_Parts of the exercise_
A: In the passage below on Matthew's use of "fulfilled," which scripture passage did Herod's slaughter of the infants fulfill?
B: List every scripture reference cited, with chapter and verse, in the passage below on Matthew's use of "fulfilled."
C: Translate this sentence from the passage below on Matthew's use of "fulfilled" into Spanish: "The words matched the event and that was enough."

This is consistent with Matthew’s regular use of the word “fulfilled.” Before King Herod killed the baby boys of Bethlehem, God warned Joseph through an angel and the holy family escaped to Egypt. This “fulfilled” the words of Hosea 11:1, “out of Egypt I have called my son.” Hosea’s original statement referred to Israel. But Matthew relates the story of Jesus in a way that retraces Israel’s history, making the point that Jesus, not the unfaithful nation, is now God’s faithful “Son.” When Herod slaughtered the infants, he “fulfilled” Jeremiah 31:15, which first described mothers weeping over babies killed by Babylonian soldiers. Jeremiah’s words fit the scene in Jesus’ story, so the story “fulfilled” the words. When Herod died, Joseph moved his family to Nazareth, “fulfilling” prophetic words from some passage we do not even know, that “he shall be called a Nazarene” (Matt. 2: 23). The words matched the event and that was enough.

_Recorded data_
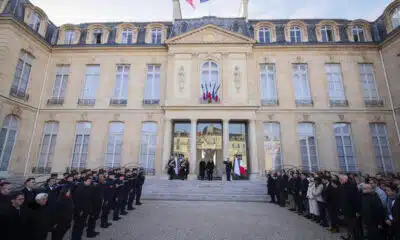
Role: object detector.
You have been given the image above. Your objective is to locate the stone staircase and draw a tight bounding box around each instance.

_Expected results_
A: Jeremiah 31:15

B:
- Hosea 11:1
- Jeremiah 31:15
- Matt. 2: 23

C: Las palabras coincidían con el acontecimiento, y eso bastaba.